8. Par ailleurs, l'Assemblée est préoccupée par le fait que les cellules terroristes qui ont infiltré le Mali au cours de ces derniers mois viennent apparemment du monde entier.
9. L'Assemblée est également préoccupée de voir qu'en l'absence de toute solution internationale efficace, qui devrait se fonder sur le communiqué de Genève concernant la Syrie, l'aggravation de la guerre civile en Syrie crée une situation critique et dangereuse de plus.
10. L'Assemblée condamne l'attaque terroriste du complexe gazier algérien à In Amenas en janvier 2013 et déplore la mort de dizaines d'otages, notamment des ressortissants d'États membres et observateurs du Conseil de l'Europe, ainsi que les États dont les parlements bénéficient du statut de partenaire pour la démocratie. Cette tragédie rappelle à la communauté internationale les menaces que pose en permanence le fléau du terrorisme, et la nécessité de les contrer en apportant une réponse internationale efficace, notamment en supprimant les sources du financement des groupes terroristes.
11. L'Assemblée reconnaît que pendant de nombreuses années, les autorités et le peuple algérien ont souffert sur leur territoire d'attentats fort violents fomentés par des terroristes qui avaient des visées idéologiques absolutistes; en conséquence, elle comprend bien pourquoi dans la situation d'urgence créée dans la raffinerie de gaz, les autorités ont opposé une réaction musclée aux terroristes avec lesquels il n'y avait aucune perspective de négociations sérieuses.
12. L'Assemblée reconnaît les activités anti-terroristes des forces de sécurité algériennes et la menace perpétuelle que représente Al-Qaïda au Maghreb islamique (AQMI) et les groupes qui lui sont associés. Les gouvernements européens devraient continuer d'aider les autorités algériennes à combattre les menaces terroristes dans la région.
13. L'Assemblée rappelle que le Conseil de l'Europe a élaboré un ensemble complet d'instruments juridiques pouvant être utilisés dans la lutte contre le terrorisme et son financement, en particulier la Convention européenne révisée pour la répression du terrorisme (STE n° 90 telle que révisée par STE n° 190), la Convention du Conseil de l'Europe pour la prévention du terrorisme (STCE n° 196), la Convention du Conseil de l'Europe relative au blanchiment, au dépistage, à la saisie et à la confiscation des produits du crime et au financement du terrorisme (STCE n° 198), ainsi que les Lignes directrices sur les droits de l'homme et la lutte contre le terrorisme et les Lignes directrices sur les victimes d'actes terroristes. Elle appelle les États membres et observateurs du Conseil de l'Europe à utiliser pleinement ces instruments lorsqu'ils coordonnent leurs actions contre le terrorisme.

▸ Travail à faire:
- A) Rassemblez toutes les lignes des enregistrements qui contiennent le mot « front », sans rien y changer.
- B) Reprenez l'extrait sur la lutte contre le terrorisme et poursuivez-le à partir de son dernier paragraphe.

▸ Enregistrements à traiter:
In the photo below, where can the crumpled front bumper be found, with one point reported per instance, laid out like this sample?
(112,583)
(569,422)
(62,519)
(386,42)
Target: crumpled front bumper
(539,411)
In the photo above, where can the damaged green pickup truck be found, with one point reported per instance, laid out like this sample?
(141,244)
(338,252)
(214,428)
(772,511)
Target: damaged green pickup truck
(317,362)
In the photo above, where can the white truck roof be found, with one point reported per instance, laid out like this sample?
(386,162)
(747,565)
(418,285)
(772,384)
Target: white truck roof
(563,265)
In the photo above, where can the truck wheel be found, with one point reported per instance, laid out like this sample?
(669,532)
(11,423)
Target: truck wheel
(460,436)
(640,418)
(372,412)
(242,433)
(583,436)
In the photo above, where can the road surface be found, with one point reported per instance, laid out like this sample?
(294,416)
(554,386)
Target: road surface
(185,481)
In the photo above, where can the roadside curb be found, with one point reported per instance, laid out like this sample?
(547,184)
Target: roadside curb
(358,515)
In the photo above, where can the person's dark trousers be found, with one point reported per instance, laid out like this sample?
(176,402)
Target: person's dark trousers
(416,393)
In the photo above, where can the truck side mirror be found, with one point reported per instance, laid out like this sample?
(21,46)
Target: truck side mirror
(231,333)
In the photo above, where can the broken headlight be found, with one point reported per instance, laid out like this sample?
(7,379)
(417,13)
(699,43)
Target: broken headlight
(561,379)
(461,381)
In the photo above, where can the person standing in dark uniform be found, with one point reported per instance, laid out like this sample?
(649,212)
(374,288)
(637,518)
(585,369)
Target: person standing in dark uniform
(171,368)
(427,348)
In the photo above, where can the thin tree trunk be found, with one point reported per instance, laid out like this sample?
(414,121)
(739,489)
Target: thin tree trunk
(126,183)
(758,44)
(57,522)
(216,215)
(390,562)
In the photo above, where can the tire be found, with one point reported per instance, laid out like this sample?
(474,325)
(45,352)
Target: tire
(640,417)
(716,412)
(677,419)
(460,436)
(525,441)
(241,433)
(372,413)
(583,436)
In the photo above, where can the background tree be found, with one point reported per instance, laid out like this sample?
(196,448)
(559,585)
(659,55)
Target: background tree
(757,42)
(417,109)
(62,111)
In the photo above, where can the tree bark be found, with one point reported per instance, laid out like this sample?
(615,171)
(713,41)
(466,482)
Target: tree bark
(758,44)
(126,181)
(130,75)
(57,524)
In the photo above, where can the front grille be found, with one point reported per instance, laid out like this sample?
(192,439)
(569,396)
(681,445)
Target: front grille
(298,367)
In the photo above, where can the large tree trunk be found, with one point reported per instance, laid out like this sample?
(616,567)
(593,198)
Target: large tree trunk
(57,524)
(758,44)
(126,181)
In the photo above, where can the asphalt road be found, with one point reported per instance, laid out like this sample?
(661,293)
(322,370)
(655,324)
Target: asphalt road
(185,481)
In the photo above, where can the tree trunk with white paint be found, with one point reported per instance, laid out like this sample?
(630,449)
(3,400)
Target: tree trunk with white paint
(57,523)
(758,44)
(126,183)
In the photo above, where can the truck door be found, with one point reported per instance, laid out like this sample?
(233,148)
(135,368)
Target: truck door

▸ Liste des réponses:
- A)
In the photo below, where can the crumpled front bumper be found, with one point reported per instance, laid out like this sample?
Target: crumpled front bumper
In the photo above, where can the front grille be found, with one point reported per instance, laid out like this sample?
Target: front grille

- B)
14. L'Assemblée condamne fermement les violations continues et choquantes des droits de l'homme commises par les rebelles islamistes radicaux dans le nord du Mali, notamment les exécutions extrajudiciaires, les tortures, les viols, les amputations, les détentions arbitraires, les disparitions forcées et le recrutement d'enfants soldats. Elle note que des violations des droits de l'homme ont aussi été commises dans des régions contrôlées par le gouvernement et demande instamment à l'armée malienne et à ses alliés de s'abstenir de toutes représailles violentes lorsqu'ils commenceront à reprendre le contrôle du nord du pays.
15. Elle note qu'un rapport récemment publié par le Bureau du Haut-Commissaire des Nations Unies aux droits de l'homme (HCDH) souligne que les femmes et les jeunes filles ont en particulier subi des traitements dégradants dans le nord, notamment des harcèlements, des abus et des violences sexuelles commis par des rebelles islamistes radicaux, souvent en présence des membres de la famille, parce qu'elles étaient accusées de ne pas être voilées ou habillées correctement.
16. L'Assemblée se félicite de la décision récente du Procureur de la Cour pénale internationale d'ouvrir officiellement une enquête sur les crimes présumés commis sur le territoire du Mali - notamment les meurtres, les viols et les tortures -, en particulier dans le nord du pays, après être parvenue à la conclusion que certains de ces actes de brutalité et de destruction pourraient constituer des crimes de guerre. Au terme d'une enquête approfondie et impartiale, les auteurs devront être traduits en justice et tenus pour responsables des crimes qu'ils ont commis.
17. L'Assemblée est également préoccupée par les conséquences humanitaires du conflit au Mali: des centaines de milliers de civils ont fui le Mali et se sont réfugiés dans les pays voisins ou ont été déplacés sur le territoire malien en 2012. D'autres déplacements ont eu lieu en janvier 2013. L'Assemblée appelle les États membres et observateurs du Conseil de l'Europe à apporter un soutien concret aux opérations de secours déployées par le Haut-Commissariat des Nations Unies pour les réfugiés (HCR) au Mali et dans les pays voisins. Elle leur demande également de participer activement à la conférence des donateurs pour la défense du Mali qui se tiendra à Addis Abeba, le 29 janvier 2013.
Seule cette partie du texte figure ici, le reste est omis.